__Record excerpts__
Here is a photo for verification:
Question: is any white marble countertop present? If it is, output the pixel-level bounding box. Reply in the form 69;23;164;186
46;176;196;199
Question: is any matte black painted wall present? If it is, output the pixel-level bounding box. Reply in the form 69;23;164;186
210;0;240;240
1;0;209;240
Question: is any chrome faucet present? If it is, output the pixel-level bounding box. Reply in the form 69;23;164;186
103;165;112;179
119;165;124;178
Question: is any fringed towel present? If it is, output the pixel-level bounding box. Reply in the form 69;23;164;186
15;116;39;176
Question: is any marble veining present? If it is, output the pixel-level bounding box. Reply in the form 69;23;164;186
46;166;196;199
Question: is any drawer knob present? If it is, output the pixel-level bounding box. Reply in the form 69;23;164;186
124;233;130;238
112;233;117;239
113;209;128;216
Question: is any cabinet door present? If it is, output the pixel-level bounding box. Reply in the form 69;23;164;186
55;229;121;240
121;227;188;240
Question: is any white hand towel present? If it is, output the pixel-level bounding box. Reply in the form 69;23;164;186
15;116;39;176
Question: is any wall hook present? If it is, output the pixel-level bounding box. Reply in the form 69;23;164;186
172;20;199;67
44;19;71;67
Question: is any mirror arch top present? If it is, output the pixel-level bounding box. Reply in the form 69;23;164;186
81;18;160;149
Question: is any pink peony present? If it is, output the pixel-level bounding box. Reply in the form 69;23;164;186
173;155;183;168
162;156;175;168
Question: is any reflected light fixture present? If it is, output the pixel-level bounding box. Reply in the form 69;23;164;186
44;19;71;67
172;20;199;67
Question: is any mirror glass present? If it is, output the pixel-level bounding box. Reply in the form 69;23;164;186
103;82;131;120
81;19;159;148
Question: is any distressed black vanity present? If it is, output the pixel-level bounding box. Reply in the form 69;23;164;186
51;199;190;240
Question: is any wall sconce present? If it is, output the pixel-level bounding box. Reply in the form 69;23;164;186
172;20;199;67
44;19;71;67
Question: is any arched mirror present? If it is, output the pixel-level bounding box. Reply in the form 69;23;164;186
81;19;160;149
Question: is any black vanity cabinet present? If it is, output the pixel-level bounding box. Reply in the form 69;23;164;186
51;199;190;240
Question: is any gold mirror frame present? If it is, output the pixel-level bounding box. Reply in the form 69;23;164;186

__Task objective__
Return verbatim the part of the items that opens with the line containing "Question: is any mirror glass" and closes with the line containing "81;19;160;149", including both of those lines.

__Completed exercise__
Question: is any mirror glass present? If it is, output the pixel-level bounding box. Reply in the form 69;23;164;186
103;82;131;120
81;19;159;148
Question: is any distressed black vanity present? If it is, output the pixel-level bounding box. Reply in the form 69;23;164;186
51;199;190;240
Question: is any wall sconce present? If it is, output the pixel-level bounding box. Reply in the form 69;23;164;186
172;20;199;67
44;19;71;67
Question: is any arched mirror present? If it is, output the pixel-level bounding box. Reply in the form 69;23;164;186
81;19;160;149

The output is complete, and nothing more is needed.